## TASKS AND EXERCISES
**1)** In the passage about Jeremy's childhood, change "caravan" to "trailer" and write out the part starting at "His decision not" and ending at "concentrate at school.".
**2)** Answer these questions from the passage about Jeremy's childhood.
(a) In what town was the grammar school where Jeremy won a scholarship?
(b) How much rent did his mother charge him to live in the caravan?
(c) What kind of books did Jeremy take from the librarian each morning?
--- PASSAGE FOR REVIEW ---
Their fights were constant and vicious. The other three children sided with their mother – the more intelligent and dominant of the pair. Jeremy retained some loyalty to his father, even though he showed no sensitivity towards his son. "When I walked in on my mother having sex with another bloke, my father thought it funny that I was distressed."

His decision not to take sides led to his mother pushing him through a window when he intervened in a fight. Tensions came to a head when his father - "a working class man with delusions of grandeur" - ran off with a rich divorcee. His attempts, aged 12, to keep in touch led to his mother throwing him out of the house to live in a broken-down caravan in a nearby field – for which she charged him £4 a week rent.

It was then, possibly in a perverted attempt to control him, that his sexually frustrated mother began to insist that he came into her bed; love-deprived Jeremy went willingly. At the time of the abuse, he was the academic star of the family, having won a scholarship to a grammar school in Chesterfield. Once the abuse started, he was unable to concentrate at school.

"I'll show you my reports," he says, retrieving a tattered manilla envelope. Its contents tell a story that, these days, would surely cause teachers to suspect that something was wrong at home, even if the child was too anxious about breaking up the home to tell anyone. "Work has deteriorated", "Making no progress", "Jeremy's attitude to school needs serious examination," say one teacher after another.

But nobody did anything. Not even the librarian who watched him arrive each morning to take a new book, always adventure stories that took him far from his own grim life. "She thought I was only pretending to read them, but all I did from the moment I left school until the moment I arrived back there was read." School lunch provided his only proper meal.
--- DATA EXCERPTS ---
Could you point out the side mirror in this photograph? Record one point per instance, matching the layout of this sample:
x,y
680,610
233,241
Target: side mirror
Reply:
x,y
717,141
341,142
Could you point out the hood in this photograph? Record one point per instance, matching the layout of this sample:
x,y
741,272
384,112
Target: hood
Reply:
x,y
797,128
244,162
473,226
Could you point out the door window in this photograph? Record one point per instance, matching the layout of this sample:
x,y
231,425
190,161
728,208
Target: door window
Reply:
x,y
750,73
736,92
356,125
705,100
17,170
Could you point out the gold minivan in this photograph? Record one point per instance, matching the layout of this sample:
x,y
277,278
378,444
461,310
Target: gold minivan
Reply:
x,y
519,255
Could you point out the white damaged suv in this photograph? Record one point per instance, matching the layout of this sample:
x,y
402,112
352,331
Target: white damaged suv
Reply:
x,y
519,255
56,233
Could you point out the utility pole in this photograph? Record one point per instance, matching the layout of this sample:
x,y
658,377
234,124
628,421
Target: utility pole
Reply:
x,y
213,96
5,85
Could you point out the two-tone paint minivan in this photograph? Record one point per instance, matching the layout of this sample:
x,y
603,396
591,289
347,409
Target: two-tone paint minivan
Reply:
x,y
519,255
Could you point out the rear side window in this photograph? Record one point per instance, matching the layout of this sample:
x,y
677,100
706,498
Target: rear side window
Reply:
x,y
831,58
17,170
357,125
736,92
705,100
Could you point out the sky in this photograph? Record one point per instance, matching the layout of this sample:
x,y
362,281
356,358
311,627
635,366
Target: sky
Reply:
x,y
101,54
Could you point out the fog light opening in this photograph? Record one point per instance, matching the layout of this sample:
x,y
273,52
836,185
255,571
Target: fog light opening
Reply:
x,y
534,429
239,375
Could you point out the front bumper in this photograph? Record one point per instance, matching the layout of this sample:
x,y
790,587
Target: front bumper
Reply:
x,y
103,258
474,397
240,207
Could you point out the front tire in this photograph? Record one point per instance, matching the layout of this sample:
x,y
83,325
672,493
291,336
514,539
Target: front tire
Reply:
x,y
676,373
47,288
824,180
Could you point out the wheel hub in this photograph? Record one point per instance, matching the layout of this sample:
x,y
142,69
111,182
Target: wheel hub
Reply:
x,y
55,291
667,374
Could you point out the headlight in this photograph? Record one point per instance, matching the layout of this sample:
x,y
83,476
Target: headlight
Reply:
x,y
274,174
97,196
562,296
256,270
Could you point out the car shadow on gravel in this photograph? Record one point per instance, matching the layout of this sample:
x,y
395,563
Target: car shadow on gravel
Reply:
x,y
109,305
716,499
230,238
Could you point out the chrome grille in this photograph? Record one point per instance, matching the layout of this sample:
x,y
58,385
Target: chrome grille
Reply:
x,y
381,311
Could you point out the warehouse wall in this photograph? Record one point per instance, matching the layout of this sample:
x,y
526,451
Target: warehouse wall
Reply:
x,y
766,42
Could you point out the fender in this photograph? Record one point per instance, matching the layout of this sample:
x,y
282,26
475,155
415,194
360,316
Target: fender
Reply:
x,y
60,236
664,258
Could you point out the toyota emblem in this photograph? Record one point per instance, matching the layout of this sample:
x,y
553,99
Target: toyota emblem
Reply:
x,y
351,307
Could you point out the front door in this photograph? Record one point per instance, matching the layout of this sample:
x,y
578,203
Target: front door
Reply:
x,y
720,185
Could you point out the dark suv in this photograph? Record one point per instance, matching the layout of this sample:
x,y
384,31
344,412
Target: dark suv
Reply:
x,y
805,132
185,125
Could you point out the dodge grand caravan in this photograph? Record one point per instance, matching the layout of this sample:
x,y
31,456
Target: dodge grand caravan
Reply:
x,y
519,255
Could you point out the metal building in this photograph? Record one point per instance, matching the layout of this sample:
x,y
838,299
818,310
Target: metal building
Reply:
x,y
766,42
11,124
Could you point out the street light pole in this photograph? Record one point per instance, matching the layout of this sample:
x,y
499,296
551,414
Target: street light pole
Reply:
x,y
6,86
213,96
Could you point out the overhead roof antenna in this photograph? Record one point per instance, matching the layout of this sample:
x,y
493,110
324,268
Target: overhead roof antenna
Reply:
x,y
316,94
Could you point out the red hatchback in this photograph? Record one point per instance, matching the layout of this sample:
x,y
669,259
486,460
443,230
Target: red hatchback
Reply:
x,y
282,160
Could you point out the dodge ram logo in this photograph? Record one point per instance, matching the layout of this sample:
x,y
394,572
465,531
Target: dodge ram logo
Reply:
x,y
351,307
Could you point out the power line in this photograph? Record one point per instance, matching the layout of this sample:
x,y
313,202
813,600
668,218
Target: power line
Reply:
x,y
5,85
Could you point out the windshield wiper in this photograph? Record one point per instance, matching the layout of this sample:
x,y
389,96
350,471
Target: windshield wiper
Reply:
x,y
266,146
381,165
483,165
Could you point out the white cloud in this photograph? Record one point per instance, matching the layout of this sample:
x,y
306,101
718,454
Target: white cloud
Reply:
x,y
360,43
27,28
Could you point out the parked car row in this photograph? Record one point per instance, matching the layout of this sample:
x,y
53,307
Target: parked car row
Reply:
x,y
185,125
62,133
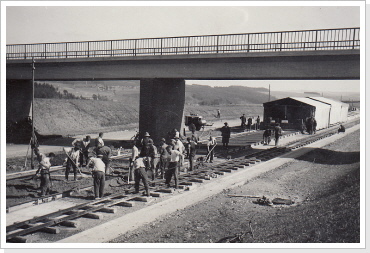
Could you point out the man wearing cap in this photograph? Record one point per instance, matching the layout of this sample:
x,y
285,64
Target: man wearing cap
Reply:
x,y
146,150
225,133
44,167
211,144
99,141
173,166
179,146
140,174
106,153
73,158
163,157
83,145
191,152
98,173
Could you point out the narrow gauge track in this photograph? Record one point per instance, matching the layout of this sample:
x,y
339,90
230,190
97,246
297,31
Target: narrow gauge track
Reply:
---
## SET OF ANSWERS
**1)**
His decision not to take sides led to his mother pushing him through a window when he intervened in a fight. Tensions came to a head when his father - "a working class man with delusions of grandeur" - ran off with a rich divorcee. His attempts, aged 12, to keep in touch led to his mother throwing him out of the house to live in a broken-down trailer in a nearby field – for which she charged him £4 a week rent.

It was then, possibly in a perverted attempt to control him, that his sexually frustrated mother began to insist that he came into her bed; love-deprived Jeremy went willingly. At the time of the abuse, he was the academic star of the family, having won a scholarship to a grammar school in Chesterfield. Once the abuse started, he was unable to concentrate at school.

**2)**
(a) Chesterfield.
(b) £4 a week.
(c) Adventure stories.